• **Assignment**: Output all of the data below without changing a word, and exclude the pictures.

• **Photo-based referring expression data**:

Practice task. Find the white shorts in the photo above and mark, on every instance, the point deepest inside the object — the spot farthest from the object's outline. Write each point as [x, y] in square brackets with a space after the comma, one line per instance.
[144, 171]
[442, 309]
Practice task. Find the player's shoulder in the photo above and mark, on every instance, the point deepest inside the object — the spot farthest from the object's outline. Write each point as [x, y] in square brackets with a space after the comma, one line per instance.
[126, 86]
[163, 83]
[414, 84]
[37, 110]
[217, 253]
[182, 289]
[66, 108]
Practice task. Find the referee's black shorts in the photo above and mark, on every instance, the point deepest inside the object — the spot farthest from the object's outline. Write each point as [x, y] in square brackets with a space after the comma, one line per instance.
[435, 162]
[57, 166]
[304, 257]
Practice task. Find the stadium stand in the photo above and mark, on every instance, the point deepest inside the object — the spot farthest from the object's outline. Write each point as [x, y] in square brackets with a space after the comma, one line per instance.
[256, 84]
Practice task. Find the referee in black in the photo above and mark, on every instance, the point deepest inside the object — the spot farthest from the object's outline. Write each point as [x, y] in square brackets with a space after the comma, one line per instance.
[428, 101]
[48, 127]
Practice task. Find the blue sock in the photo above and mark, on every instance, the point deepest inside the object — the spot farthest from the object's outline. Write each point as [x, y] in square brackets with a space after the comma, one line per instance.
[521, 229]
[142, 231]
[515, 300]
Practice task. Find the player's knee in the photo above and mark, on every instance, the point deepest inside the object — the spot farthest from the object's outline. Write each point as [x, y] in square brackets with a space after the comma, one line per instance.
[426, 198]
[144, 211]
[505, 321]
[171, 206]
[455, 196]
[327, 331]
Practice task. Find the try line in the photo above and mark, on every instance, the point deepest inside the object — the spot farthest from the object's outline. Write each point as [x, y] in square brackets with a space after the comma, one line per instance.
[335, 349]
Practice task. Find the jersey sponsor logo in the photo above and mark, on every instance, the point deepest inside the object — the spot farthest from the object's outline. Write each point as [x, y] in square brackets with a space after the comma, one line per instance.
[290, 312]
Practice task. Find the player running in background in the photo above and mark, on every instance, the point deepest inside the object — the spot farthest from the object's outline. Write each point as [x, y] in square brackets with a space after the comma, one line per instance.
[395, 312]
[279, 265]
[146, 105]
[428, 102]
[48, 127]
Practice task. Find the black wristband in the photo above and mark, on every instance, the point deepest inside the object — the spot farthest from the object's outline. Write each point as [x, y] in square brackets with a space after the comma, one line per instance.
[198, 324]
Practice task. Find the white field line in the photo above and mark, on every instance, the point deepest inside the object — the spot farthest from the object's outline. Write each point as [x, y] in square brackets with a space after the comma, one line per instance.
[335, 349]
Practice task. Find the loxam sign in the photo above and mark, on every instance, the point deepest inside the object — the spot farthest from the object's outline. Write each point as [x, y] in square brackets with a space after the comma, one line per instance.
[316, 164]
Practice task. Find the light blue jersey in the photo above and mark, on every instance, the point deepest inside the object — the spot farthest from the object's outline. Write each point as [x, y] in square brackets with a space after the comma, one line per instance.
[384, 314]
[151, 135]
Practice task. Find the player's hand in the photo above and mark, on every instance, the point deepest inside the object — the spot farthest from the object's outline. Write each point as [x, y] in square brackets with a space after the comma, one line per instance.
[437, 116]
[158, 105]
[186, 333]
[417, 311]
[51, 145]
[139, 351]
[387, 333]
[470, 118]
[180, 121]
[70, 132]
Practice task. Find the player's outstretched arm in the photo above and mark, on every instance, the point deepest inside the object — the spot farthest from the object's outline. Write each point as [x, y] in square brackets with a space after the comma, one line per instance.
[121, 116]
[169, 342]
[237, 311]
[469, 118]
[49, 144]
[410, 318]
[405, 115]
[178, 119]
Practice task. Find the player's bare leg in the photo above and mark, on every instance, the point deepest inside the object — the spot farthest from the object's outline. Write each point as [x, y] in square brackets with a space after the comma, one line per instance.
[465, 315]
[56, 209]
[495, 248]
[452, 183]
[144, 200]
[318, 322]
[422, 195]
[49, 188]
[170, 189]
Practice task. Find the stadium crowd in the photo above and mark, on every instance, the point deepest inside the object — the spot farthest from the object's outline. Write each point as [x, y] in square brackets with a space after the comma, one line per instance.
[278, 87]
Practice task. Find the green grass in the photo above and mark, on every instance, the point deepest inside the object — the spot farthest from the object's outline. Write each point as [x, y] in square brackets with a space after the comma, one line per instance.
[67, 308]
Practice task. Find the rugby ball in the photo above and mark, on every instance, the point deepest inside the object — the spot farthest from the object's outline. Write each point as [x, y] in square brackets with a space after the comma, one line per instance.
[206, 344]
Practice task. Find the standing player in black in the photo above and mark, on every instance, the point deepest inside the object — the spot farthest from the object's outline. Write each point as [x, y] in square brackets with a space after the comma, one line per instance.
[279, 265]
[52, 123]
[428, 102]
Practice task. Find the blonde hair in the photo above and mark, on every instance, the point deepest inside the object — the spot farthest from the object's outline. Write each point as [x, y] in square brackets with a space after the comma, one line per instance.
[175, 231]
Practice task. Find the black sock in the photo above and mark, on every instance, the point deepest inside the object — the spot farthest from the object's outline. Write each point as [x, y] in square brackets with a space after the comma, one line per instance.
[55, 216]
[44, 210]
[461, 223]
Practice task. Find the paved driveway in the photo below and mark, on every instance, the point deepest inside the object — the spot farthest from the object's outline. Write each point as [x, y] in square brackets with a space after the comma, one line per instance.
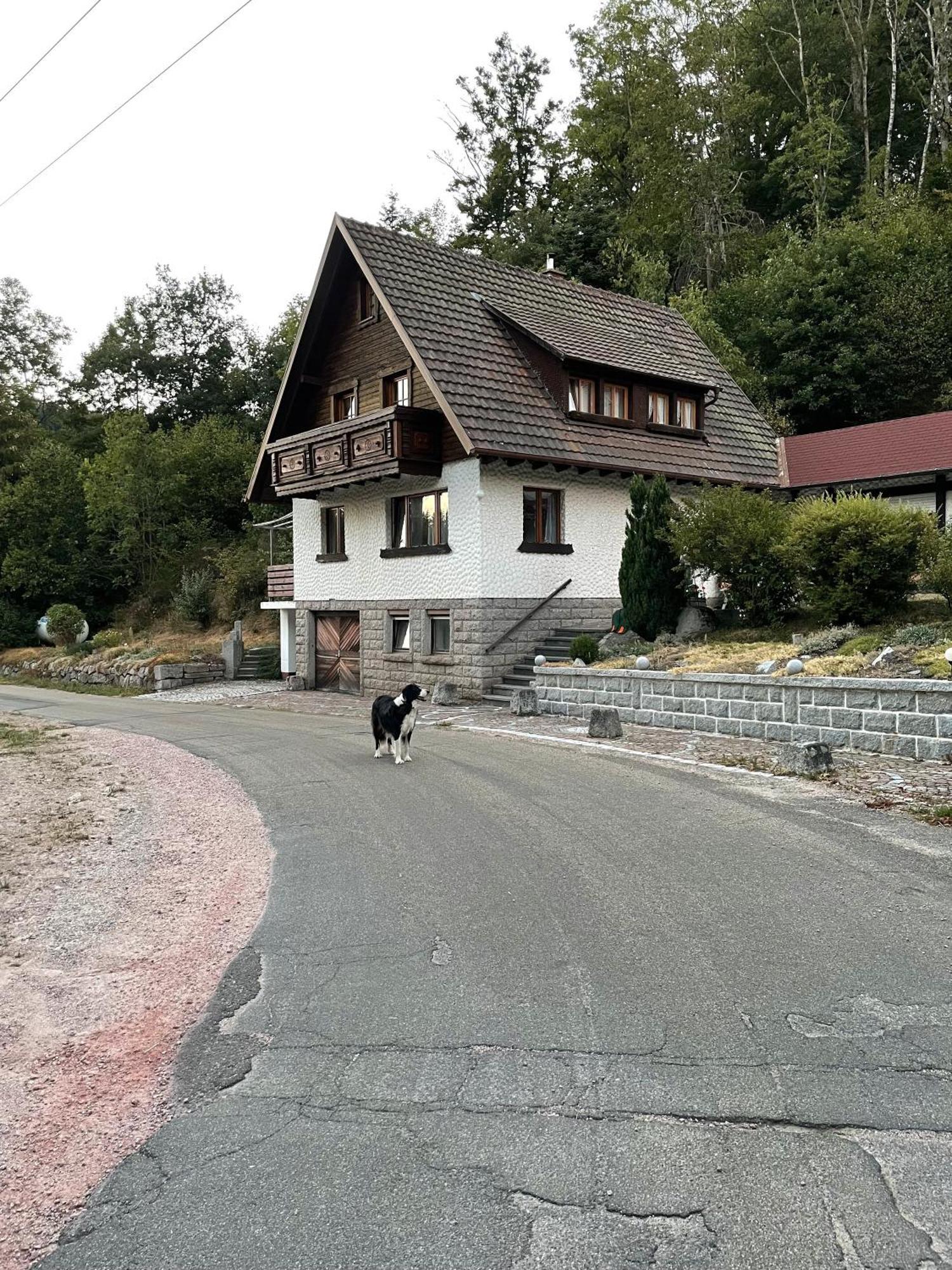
[519, 1006]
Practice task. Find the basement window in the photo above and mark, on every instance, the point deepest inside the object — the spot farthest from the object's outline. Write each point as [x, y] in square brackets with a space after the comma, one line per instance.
[400, 633]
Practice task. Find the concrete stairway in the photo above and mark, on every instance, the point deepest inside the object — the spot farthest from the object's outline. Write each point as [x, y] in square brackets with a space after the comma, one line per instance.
[554, 648]
[260, 664]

• **Answer section**:
Practice task. Find the white shorts in the photo above and mark, on every instance, the point deepest inside the object — the spot farthest from the object's outline. Write each point as [x, y] in square brackets with a space after the comma, one line per instance.
[144, 171]
[442, 309]
Practice task. Find the player's shoulder in the photo above and mark, on every instance, the point deepest inside the object — the spot farthest from the object's outline. Write each point as [x, y] in square brackets with a space after the comma, one line per instance.
[126, 86]
[163, 83]
[414, 84]
[37, 110]
[217, 253]
[182, 289]
[66, 108]
Practice task. Find the referee's black shorts in the photo above and mark, on every instance, the point deepest inside the object — the spot farthest from the object's outline. Write each point as [x, y] in square brackets with a space after the comma, one line per instance.
[435, 162]
[57, 166]
[304, 257]
Practice task. Find the stadium stand in the photo above and mark, on every instance, the point deepest inside the object — the spot farthest from the object's outline. Write each point as [x, y] in square brackets with a space after the comma, one line per instance.
[256, 84]
Practice task. Find the referee in black in the photo above and mark, on every instance, the point deepest inside the object — the spot farthest from the object's outline. Write each point as [x, y] in square brackets with a space after the comma, one line per instance.
[428, 101]
[48, 127]
Practice task. Find the blue sock in the photo above and mark, on every instance, the point deepest inside the object — the spot farthest from the object's outline. Write each point as [x, y] in square brackets with a space after the comma, one line per instance.
[521, 229]
[142, 231]
[515, 300]
Practice task. Find the player's knee in the photo above and mark, on every instance, the point deepest inside the object — the spot farthest from the object's outline. Write each point as [x, y] in square brackets with a space after the comma, one line per instance.
[426, 198]
[144, 211]
[505, 321]
[171, 206]
[455, 196]
[327, 331]
Practice task. Find the try line in the photo above and mark, on every instance, the point deepest inside the object — the spot farthest from the object's outline. Write each point as [x, y] in square brackets with a space after the comma, one line per instance.
[335, 349]
Practice task. Find the jersey sponsor logo in the photo above and mark, on every instance, the point deepest inside the object — the spot farthest from the object's outline. Write each point as [x, y] in square brackets with a space after the comma, one line per instance.
[290, 312]
Practice task. Find the player running in background in the photo above and mark, on every instance, the point deepest inside the object — the spot farthest from the object's outline. Write each point as [x, y] in square brackets with a space after the comma, one line per instance.
[395, 312]
[279, 265]
[146, 105]
[428, 102]
[48, 127]
Practice task. Find the black wristband in the photo above and mark, on every instance, the point deepest inside the object — the spot farthest from the object's outline. Write each point as [x, y] in square brackets with a space after the comma, one line per instance.
[198, 324]
Practice task. Find the white field line in the photo above and mark, on every instance, the point deepest inside the object — the spot farthest from the object's outline. Write each point as [x, y] in square brackets with a space after the comma, one line per instance.
[335, 349]
Practice task. Find the loxam sign in the photo above and mark, on every instance, the point deepest inside the object — the spot farthest from the object's outline. Write each point as [x, y] in square brackets with a space after the comma, one line per instance.
[316, 164]
Practice task. Find the light blue jersey in the photo above and mark, on every instance, the point deepest inside the object — the spot farthest from the object's outline. Write each point as [x, y] in square brackets with a space after the comma, one line per instance.
[384, 314]
[151, 135]
Practice task. Find the player's hand in the photo above and mark, on every instance, the point deepest inside the object — the spot farthest from the object's outline. Write each point as [x, y] in square brackets with a space after the comma, one line per instance.
[437, 116]
[158, 105]
[186, 333]
[417, 311]
[51, 145]
[139, 351]
[387, 333]
[470, 118]
[180, 121]
[70, 132]
Practice task. Find the player's outstretched arm in the photo above and mark, on every instance, the point deepest inside the object — the spot farthest from the object's outline. Write each point as [x, y] in square brackets with a space after the comma, one line per instance.
[121, 116]
[169, 342]
[237, 311]
[469, 118]
[49, 144]
[410, 318]
[405, 115]
[178, 119]
Practice task. Find the player's bare leg in the photo above and mark, on every instance, the point deepest inside the object — the spot farthest from the object's outline. Write each point as [x, y] in square brackets with a space after the comma, one line per instance.
[465, 315]
[56, 209]
[495, 248]
[452, 183]
[144, 200]
[318, 322]
[422, 195]
[49, 188]
[170, 189]
Practice task. Find the stadium crowd in the photo above and mark, on every instance, the point deepest inside the object — the spot farthest from the object's outline. Write each point as [x, y] in square brackets with a space after the comma, one line per instance.
[278, 87]
Practice task. Find the green grass in the photo above and mark, on every instance, the point deepest inside the object — the spot farthest from the object's outline. Write each point as [x, y] in square brackets with a space after the comma, one line per instance.
[67, 308]
Practice task. Find the rugby ball in the photo above and mark, on every instance, the point deepest inside the object — the spot farthest from the object's outline. Write each point as [x, y] in square brackets with a space after the comma, one line per instance.
[206, 344]
Practice task. Find the standing player in black in the photo above and mark, on every instance, the point deepest inside the object — the spot farthest from the object's outline. Write each point as [x, y] in square brackets with a space after the comma, one line per instance.
[279, 265]
[52, 123]
[428, 102]
Practice task. Find the blonde hair in the photo above and mark, on every instance, the point deepest inside the object — the spot farthest from the object's outline. Write each point as [x, y] in square brackets with a space after the comma, one line per instance.
[175, 231]
Practice task. Find the black sock in the photo above and mark, on every instance, the point deepest inside the object — the spot farthest from the object's outline. Write each point as [x, y] in square brackets with a space after the comma, one line per instance.
[55, 216]
[44, 210]
[461, 223]
Practice task. Find the paved driveway in the photo below and mark, on every instance, the point deepest inside the object — the spot farthest from the object's outline. Write each point as [x, y] in square brackets with a space after the comma, one line per instance.
[519, 1006]
Practice task. Find the basement window in the photo above and mark, on every instance, the point deepest inside the object — the spot farthest from the object's outline. Write each point as [x, y] in square brackets with a space after the comma, one line per instance.
[400, 633]
Practice task. Find the concrete stairway in the photo above and mark, on every instance, the point deepest inside the object — the spot farthest from the object's outline. Write each point as [x, y] in square brackets with a space after the comma, one line per instance.
[554, 648]
[260, 664]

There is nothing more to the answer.